» Your goal
Give every line from the one containing "Where can you see the hydrangea shrub" through the end of the rows as a Markdown table with a Number column and a Line column. Skip any blank lines and leave out the pictures.

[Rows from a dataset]
* begin *

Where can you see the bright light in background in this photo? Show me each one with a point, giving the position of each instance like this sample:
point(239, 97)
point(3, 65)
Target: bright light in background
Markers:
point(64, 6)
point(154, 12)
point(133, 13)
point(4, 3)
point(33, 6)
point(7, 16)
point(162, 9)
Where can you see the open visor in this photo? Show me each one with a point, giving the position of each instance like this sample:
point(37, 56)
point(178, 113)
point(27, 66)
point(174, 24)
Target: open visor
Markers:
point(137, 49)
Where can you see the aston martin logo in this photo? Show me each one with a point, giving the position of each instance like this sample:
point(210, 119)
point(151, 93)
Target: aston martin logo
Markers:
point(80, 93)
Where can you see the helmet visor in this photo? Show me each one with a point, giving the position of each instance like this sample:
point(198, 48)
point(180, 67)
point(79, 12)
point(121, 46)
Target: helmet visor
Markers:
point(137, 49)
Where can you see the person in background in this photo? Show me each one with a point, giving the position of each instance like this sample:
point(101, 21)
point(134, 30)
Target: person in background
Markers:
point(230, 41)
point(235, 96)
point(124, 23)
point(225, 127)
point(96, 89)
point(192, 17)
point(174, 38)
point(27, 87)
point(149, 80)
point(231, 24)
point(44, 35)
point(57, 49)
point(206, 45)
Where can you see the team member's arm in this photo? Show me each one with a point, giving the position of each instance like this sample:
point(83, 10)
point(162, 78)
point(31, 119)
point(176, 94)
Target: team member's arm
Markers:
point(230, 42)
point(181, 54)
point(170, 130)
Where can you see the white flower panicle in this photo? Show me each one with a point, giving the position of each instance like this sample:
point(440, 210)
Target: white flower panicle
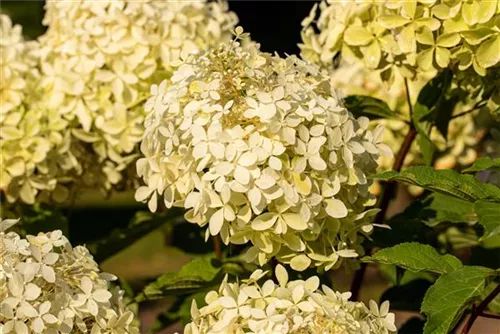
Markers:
point(290, 307)
point(259, 149)
point(47, 286)
point(97, 61)
point(405, 37)
point(27, 133)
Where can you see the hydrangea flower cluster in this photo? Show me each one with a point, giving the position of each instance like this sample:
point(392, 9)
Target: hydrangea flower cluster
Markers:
point(406, 36)
point(463, 133)
point(47, 286)
point(292, 307)
point(97, 61)
point(259, 148)
point(22, 140)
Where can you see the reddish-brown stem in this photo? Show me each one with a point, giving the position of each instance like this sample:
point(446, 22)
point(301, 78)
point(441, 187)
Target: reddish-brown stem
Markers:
point(387, 194)
point(217, 246)
point(478, 311)
point(390, 187)
point(489, 315)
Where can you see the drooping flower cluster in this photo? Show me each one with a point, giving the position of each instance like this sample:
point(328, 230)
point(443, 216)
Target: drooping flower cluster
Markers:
point(459, 149)
point(292, 307)
point(259, 149)
point(22, 144)
point(406, 36)
point(97, 61)
point(48, 286)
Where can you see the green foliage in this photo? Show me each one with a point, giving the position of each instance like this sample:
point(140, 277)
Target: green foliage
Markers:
point(142, 224)
point(432, 109)
point(416, 257)
point(200, 273)
point(413, 326)
point(420, 112)
point(180, 311)
point(446, 301)
point(373, 108)
point(485, 163)
point(407, 297)
point(447, 182)
point(437, 208)
point(489, 218)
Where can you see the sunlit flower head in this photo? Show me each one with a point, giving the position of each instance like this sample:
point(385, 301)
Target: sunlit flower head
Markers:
point(405, 37)
point(259, 149)
point(458, 150)
point(47, 286)
point(291, 307)
point(97, 61)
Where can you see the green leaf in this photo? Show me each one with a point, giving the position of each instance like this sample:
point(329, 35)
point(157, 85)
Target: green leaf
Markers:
point(443, 115)
point(489, 217)
point(407, 297)
point(447, 182)
point(361, 105)
point(482, 164)
point(416, 257)
point(432, 108)
point(494, 305)
point(485, 257)
point(423, 128)
point(413, 326)
point(142, 224)
point(404, 228)
point(437, 208)
point(179, 312)
point(434, 91)
point(197, 274)
point(449, 297)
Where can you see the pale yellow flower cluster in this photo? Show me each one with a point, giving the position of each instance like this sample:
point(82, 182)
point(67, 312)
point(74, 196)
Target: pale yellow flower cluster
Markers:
point(96, 63)
point(30, 135)
point(259, 149)
point(48, 286)
point(289, 307)
point(405, 37)
point(459, 149)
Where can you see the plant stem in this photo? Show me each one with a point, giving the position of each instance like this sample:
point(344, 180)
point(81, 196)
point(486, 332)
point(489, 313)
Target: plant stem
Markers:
point(357, 282)
point(478, 311)
point(387, 192)
point(474, 108)
point(217, 246)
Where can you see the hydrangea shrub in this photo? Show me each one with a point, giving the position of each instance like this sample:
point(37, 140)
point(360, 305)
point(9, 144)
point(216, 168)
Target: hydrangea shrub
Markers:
point(260, 149)
point(95, 66)
point(272, 156)
point(294, 307)
point(48, 286)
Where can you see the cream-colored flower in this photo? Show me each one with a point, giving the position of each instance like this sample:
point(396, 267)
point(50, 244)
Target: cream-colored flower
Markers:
point(405, 37)
point(96, 63)
point(47, 286)
point(458, 150)
point(291, 307)
point(258, 148)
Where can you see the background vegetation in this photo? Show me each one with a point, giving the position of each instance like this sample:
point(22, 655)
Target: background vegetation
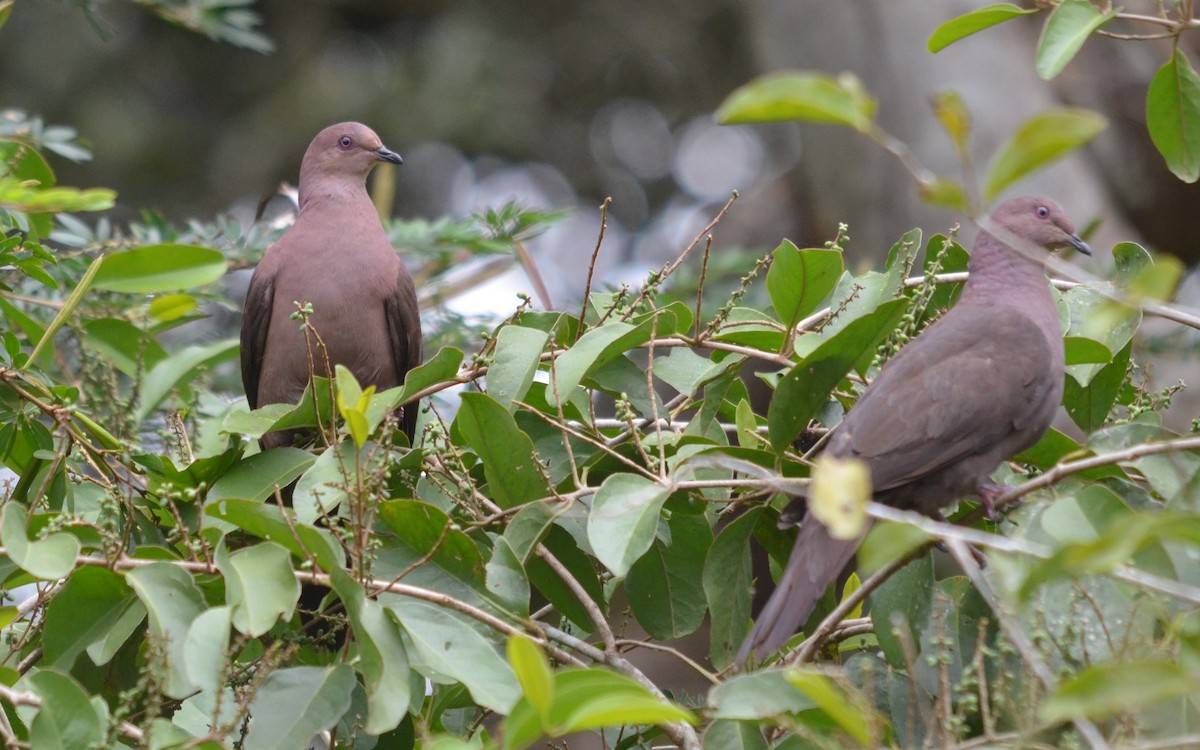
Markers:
point(592, 479)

* end *

» Correct answer
| Number | Line |
|---|---|
| 1 | Where can you see the hydrangea shrub in this photo? Show me each one with a point, giving the position of each instance like this sample: |
| 2 | point(37, 140) |
| 3 | point(360, 305) |
| 4 | point(9, 144) |
| 5 | point(216, 168) |
| 6 | Target: hydrangea shrub |
| 7 | Markers: |
| 8 | point(260, 149) |
| 9 | point(95, 66) |
| 10 | point(272, 156) |
| 11 | point(294, 307) |
| 12 | point(48, 286) |
| 13 | Where can you see the cream-colored flower in this photo? Show me each one with a point, giving the position of each instance like this sample: |
| 14 | point(396, 267) |
| 15 | point(50, 244) |
| 16 | Target: cream-colored flower |
| 17 | Markers: |
| 18 | point(405, 37) |
| 19 | point(96, 63) |
| 20 | point(47, 286) |
| 21 | point(458, 150) |
| 22 | point(291, 307) |
| 23 | point(258, 148) |
| 24 | Where can you see the background vegetation in this photo? Show me each one with a point, giving the position of each instance like this sample: |
| 25 | point(22, 655) |
| 26 | Target: background vegetation |
| 27 | Markers: |
| 28 | point(592, 479) |